| DOCUMENT TEXT |

>> Start

Her sense of social justice was years ahead of its time -- I particularly appreciated her anecdotes of checking herself out of the Algonquin hotel in solidarity after they refused to let a Black ballerina have a room there, and of her deliberate snubbing of the Nazi government prior to the 1936 Berlin Olympics.

Late in 1935, I received an invitation to dance with my company at the International Dance Festival that was part of the 1936 Olympic Games to be held in Berlin. The invitation was signed by Rudolf Laban, president of the Deutsche Tanzbuhne, by the president of the organization committee of the Eleventh Olympic Games, and by the Reichminister of Volksaufklarung und Propaganda -- Dr. Joseph Goebbels. [snip] It never entered my mind even for a second to say yes. How could I dance in Nazi Germany? I replied:

"I would find it impossible to dance in Germany at the present time. So many artists whom I respect and admire have been persecuted, have been deprived of the right to work for ridiculous and unsatisfactory reasons, that I should consider it impossible to identify myself, by accepting the invitation, with the regime that has made such things possible. In addition, some of my concert group would not be welcomed in Germany. They are Jewish." When I was told they would be perfectly immune, I said, "And do you think I would ask them to go?" The Germans said that in that case that they would ask an inferior dance company to represent the United States. I said, "Do. But just remember this: I hold the official invitation and I will publish it across the country to show that Germany had to take second best." No American dance company went to the festival.

Her description of her interactions with Helen Keller is also not to be missed. She dealt with art fraud, collaborated with many other famous artists, rubbed shoulders with many unexpected luminaries of the twentieth century, mentored Madonna, won the Medal of Freedom, fell profoundly and intensely in love, and then survived its wreckage. She stared down a rowdy Italian audience by giving the a commanding gesture to stop, mid-performance, and they did. They roared for her and her company when the lights came up and no one bowed. She met the Pope. She nearly caused a car accident in Japan.

After we left the theater I turned to a friend in the taxi we hailed and said, "She never would have been a great dancer. She doesn't move from her vagina." The Japanese taxi driver nearly swerved off the road. "You understand English?" I asked. He turned and smiled. "Yes, ma'am. I was raised in Brooklyn."

>> End

| DATA SHOWN |
>> Start

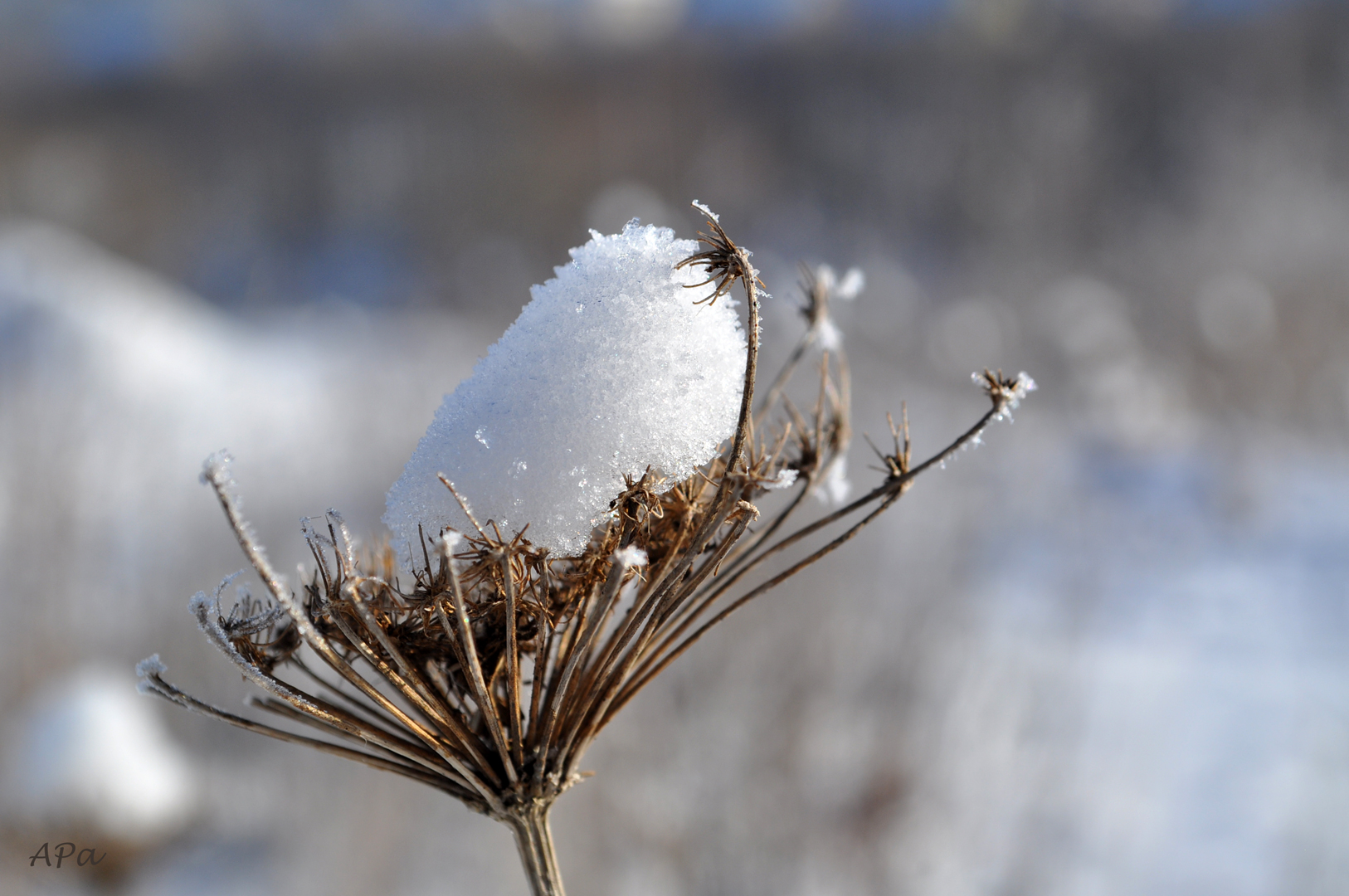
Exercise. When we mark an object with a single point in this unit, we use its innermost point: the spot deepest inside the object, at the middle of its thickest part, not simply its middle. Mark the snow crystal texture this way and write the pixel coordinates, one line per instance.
(609, 370)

>> End

| WHAT TO DO |
Repeat the part of the memoir review that begins at the words "Her sense of" and stops after "1936 Berlin Olympics.", keeping every word and mark unchanged.

| FINISHED ANSWER |
Her sense of social justice was years ahead of its time -- I particularly appreciated her anecdotes of checking herself out of the Algonquin hotel in solidarity after they refused to let a Black ballerina have a room there, and of her deliberate snubbing of the Nazi government prior to the 1936 Berlin Olympics.